### Required work
Give every line of the records below as a JSON list of strings, one string per line, with blank lines omitted. Cover only the lines from the one containing "Note: mark the rugby" through the end of the records, both ends included.

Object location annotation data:
'''

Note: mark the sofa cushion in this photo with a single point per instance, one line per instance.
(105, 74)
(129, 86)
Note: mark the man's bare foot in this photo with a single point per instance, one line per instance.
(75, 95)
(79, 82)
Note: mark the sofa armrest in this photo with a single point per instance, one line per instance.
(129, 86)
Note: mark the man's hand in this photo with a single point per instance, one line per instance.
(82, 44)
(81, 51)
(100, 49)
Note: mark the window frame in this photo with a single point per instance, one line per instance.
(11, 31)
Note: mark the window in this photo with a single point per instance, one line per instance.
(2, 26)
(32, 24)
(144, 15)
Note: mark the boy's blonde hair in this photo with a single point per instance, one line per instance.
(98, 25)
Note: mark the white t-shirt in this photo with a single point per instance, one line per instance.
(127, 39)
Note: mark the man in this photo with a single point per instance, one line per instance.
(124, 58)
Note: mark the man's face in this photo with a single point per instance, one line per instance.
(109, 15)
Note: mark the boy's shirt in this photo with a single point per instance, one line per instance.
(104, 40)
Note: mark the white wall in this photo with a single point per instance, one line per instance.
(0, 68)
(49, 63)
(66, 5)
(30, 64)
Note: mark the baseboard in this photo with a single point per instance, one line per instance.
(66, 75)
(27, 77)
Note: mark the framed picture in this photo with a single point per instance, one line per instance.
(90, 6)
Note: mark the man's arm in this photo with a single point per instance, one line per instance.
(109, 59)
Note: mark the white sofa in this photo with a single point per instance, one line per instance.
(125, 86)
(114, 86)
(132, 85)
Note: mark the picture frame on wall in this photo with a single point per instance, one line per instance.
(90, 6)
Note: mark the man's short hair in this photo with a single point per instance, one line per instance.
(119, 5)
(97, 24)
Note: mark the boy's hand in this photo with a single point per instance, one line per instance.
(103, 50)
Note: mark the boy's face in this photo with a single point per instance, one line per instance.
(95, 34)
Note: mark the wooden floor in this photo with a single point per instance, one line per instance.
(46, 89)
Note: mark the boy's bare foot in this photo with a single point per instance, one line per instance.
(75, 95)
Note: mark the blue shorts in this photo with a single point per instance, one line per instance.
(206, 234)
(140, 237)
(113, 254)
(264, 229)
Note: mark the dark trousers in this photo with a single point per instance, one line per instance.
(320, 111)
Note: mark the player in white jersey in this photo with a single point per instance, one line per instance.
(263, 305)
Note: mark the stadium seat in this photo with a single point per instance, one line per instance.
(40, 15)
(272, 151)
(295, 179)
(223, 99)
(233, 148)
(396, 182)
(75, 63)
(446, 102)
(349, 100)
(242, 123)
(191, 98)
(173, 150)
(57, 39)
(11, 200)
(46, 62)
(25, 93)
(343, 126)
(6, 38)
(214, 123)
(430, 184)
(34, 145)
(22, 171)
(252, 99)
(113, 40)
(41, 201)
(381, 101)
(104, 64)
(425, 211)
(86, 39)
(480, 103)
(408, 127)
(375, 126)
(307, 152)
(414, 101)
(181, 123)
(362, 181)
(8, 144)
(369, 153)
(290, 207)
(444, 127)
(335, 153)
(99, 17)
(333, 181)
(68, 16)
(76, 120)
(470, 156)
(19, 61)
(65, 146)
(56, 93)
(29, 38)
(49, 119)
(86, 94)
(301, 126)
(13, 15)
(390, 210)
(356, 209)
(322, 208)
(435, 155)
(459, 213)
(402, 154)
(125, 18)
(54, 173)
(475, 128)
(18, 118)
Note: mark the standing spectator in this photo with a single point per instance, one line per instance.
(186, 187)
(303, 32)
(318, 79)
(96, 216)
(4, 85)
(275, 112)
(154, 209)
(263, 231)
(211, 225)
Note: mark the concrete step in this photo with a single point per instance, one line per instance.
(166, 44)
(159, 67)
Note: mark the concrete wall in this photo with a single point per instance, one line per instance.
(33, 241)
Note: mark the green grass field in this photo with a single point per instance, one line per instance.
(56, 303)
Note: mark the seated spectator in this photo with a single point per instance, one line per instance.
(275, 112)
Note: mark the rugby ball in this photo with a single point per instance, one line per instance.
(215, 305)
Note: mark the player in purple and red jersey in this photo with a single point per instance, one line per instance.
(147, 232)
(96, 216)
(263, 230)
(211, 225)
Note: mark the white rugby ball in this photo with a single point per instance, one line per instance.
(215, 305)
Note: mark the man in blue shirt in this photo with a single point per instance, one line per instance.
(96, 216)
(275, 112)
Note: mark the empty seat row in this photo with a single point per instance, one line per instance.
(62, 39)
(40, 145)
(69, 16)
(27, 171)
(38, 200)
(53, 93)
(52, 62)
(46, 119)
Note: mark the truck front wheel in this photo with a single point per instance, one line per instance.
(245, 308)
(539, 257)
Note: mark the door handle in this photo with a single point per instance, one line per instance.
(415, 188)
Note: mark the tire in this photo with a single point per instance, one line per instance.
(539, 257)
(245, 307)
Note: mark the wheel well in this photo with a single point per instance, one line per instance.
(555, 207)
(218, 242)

'''

### Exercise solution
[
  "Note: mark the rugby ball in this photo with a single point per instance, one line per instance.",
  "(215, 305)",
  "Note: mark the player in purple and red jersey in this photo with a single point per instance, one line per instance.",
  "(147, 232)",
  "(96, 216)",
  "(263, 230)",
  "(211, 225)",
  "Note: mark the white rugby ball in this photo with a single point per instance, one line per instance.",
  "(215, 305)",
  "Note: mark the man in blue shirt in this photo with a single point per instance, one line per instance.",
  "(96, 216)",
  "(275, 112)",
  "Note: mark the empty seat row in this photo with a single point per instance, one line per instance.",
  "(62, 39)",
  "(40, 145)",
  "(69, 16)",
  "(27, 171)",
  "(38, 200)",
  "(53, 93)",
  "(52, 62)",
  "(46, 119)",
  "Note: mark the truck front wheel in this photo with a single point per instance, one line per instance.",
  "(245, 308)",
  "(539, 257)",
  "Note: mark the door handle in this photo with a single point per instance, one line per instance.",
  "(415, 188)",
  "Note: mark the tire in this photo with a single point per instance, one line per instance.",
  "(539, 257)",
  "(245, 307)",
  "Note: mark the wheel well in this photo with a single point per instance, one line per instance.",
  "(555, 207)",
  "(218, 242)"
]